Will you output all of the data below exactly, omitting the images?

(Stored data entries)

☆ ☆ ☆ ☆

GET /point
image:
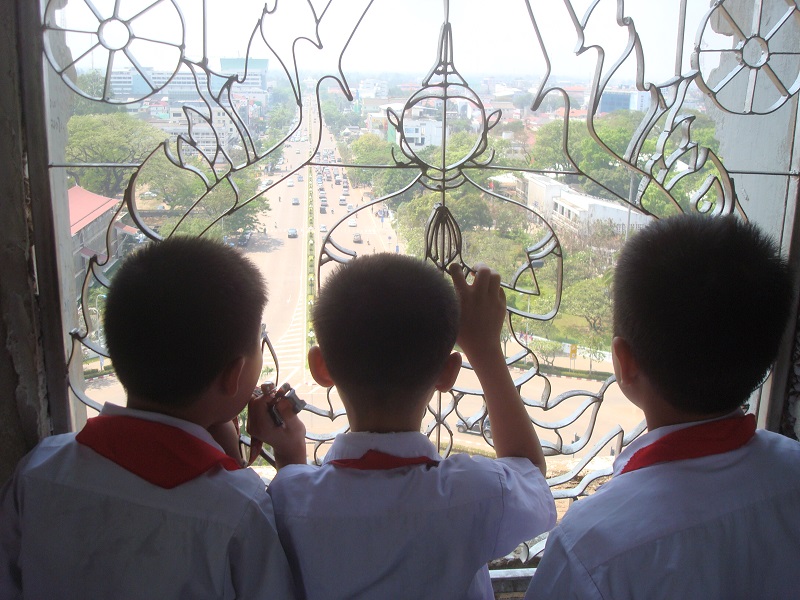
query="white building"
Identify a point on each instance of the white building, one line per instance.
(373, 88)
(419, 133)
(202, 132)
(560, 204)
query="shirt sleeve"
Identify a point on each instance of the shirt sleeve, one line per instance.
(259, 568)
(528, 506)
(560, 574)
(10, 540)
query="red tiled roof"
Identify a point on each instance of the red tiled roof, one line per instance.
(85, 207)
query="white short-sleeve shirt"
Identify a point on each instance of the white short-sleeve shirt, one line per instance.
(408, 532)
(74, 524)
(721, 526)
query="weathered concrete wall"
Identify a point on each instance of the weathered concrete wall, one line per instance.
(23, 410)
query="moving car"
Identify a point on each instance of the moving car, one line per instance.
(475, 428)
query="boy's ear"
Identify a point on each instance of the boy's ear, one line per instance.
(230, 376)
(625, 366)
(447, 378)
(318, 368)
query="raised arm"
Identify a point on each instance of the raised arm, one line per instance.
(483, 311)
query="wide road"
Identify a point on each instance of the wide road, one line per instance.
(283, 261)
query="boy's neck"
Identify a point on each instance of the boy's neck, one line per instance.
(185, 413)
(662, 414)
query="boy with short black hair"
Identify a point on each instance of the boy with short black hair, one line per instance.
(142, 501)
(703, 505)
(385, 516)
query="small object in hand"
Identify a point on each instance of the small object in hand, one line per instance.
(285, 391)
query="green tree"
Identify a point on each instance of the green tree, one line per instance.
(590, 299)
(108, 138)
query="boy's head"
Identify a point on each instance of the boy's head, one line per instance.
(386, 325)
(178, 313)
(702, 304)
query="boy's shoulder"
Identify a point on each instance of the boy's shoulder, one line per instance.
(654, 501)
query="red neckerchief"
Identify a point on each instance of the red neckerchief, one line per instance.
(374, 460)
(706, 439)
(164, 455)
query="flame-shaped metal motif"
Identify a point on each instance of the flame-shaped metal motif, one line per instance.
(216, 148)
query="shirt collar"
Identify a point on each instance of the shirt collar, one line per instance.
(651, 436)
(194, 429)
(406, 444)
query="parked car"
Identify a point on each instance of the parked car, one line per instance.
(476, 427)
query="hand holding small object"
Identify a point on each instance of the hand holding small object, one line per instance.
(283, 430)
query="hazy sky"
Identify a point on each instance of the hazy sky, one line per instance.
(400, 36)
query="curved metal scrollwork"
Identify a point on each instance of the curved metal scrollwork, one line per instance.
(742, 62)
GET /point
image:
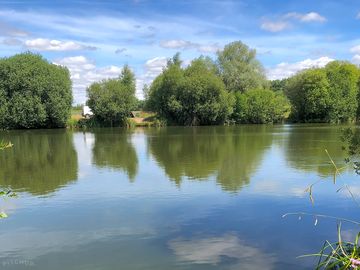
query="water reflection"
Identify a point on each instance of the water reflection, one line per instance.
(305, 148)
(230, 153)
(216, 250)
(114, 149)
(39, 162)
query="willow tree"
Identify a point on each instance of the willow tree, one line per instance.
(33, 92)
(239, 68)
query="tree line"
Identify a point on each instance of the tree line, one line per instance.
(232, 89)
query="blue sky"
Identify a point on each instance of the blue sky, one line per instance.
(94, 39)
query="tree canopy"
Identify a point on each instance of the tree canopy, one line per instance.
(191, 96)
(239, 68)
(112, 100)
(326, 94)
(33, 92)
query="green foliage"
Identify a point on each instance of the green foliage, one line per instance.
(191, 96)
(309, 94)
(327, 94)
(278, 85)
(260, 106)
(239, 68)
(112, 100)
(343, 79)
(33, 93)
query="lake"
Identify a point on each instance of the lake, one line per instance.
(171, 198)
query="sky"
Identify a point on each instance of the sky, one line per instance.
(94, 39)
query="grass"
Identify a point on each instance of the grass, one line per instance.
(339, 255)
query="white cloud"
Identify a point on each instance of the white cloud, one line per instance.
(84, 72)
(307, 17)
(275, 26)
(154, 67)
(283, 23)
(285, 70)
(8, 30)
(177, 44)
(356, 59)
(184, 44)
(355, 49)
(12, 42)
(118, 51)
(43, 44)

☆ ☆ ☆ ☆

Exercise solution:
GET /point
image:
query="white building"
Identify a point on each instance of the white building, one line per instance.
(373, 88)
(419, 133)
(202, 132)
(560, 204)
query="shirt sleeve"
Identify a point on each instance of the shirt sleeve, one line per instance.
(259, 568)
(528, 506)
(560, 574)
(10, 540)
query="red tiled roof"
Identify a point on each instance of the red tiled roof, one line per instance.
(85, 207)
query="white short-sleeve shirt"
Identify a point on each instance of the white short-sleeve shirt, one line per instance.
(408, 532)
(74, 524)
(721, 526)
query="weathered concrete wall"
Identify a point on each instance of the weathered concrete wall, one line per instance.
(23, 410)
query="moving car"
Identify a point on each instance of the moving car, one line per instance.
(475, 428)
query="boy's ear"
Identify a point on each instance of the boy's ear, one line per instance.
(230, 376)
(625, 366)
(447, 378)
(318, 368)
query="raised arm"
Identify a point on each instance of the raised arm, one line per instance.
(483, 311)
query="wide road"
Identify a point on each instance of the wide road, one line per instance.
(283, 261)
query="boy's neck"
Identify a point on each instance of the boy's neck, one line per instance.
(185, 413)
(662, 414)
query="boy with short black hair"
Identify a point on each instance of the boy with short black hair, one line per instance.
(142, 501)
(703, 505)
(385, 516)
query="small object in hand"
Identify a point on each instance of the small object in hand, one line per instance.
(285, 391)
query="green tree"
Identify a point on each instance of the green tree, one line per instance.
(590, 299)
(108, 138)
query="boy's head"
Identify a point on each instance of the boy's head, one line per instance.
(386, 325)
(178, 313)
(702, 304)
query="boy's shoulder"
Identify a point on each instance of the boy's shoulder, one line per instance.
(654, 501)
query="red neckerchief"
Identify a point on each instance of the red neckerchief, one line per instance.
(374, 460)
(706, 439)
(164, 455)
query="flame-shaped metal motif"
Identify a point on each instance of the flame-shaped metal motif, one line per instance.
(216, 148)
query="shirt collar"
Identify a point on each instance of the shirt collar, one line per instance.
(651, 436)
(194, 429)
(406, 444)
query="parked car"
Identify a point on each instance of the parked car, one line per instance.
(476, 427)
query="hand holding small object"
Identify a point on each instance of the hand holding small object, one line per instance.
(283, 430)
query="hazy sky"
Identify a point on each instance of the hazy sky, one line per instance.
(400, 36)
query="curved metal scrollwork"
Identify a point on each instance of the curved metal scrollwork, one line per instance.
(742, 62)
GET /point
image:
query="water reflection"
Identify a point on each instance of the water reflection, one line per instance.
(305, 148)
(230, 153)
(216, 250)
(114, 149)
(39, 162)
query="willow tree"
Identify a point on each instance of the willow tree, one line per instance.
(33, 92)
(239, 68)
query="tree line"
Identify a point on each instance of the tree line, one line per instance.
(232, 89)
query="blue sky"
Identify a point on each instance of the blue sky, one line per instance.
(94, 39)
query="tree canopy"
Identify a point on each instance of the tree canopy, one line per instance.
(191, 96)
(239, 68)
(112, 100)
(326, 94)
(33, 92)
query="green foliage"
Identify a point on each instance of the green foliage, one line per instance.
(191, 96)
(309, 94)
(327, 94)
(278, 85)
(260, 106)
(239, 68)
(112, 100)
(343, 79)
(33, 93)
query="lake"
Identify a point on each instance of the lake, one line per instance.
(171, 198)
query="sky"
Identify a point on each instance of the sky, one line per instance.
(94, 39)
query="grass"
Identify a point on each instance of the grass, one line per instance.
(339, 255)
query="white cloud"
Identify a point on each instance of the white cloud, one line per instance.
(84, 72)
(307, 17)
(275, 26)
(154, 67)
(283, 23)
(285, 70)
(8, 30)
(177, 44)
(356, 59)
(184, 44)
(355, 49)
(12, 42)
(118, 51)
(43, 44)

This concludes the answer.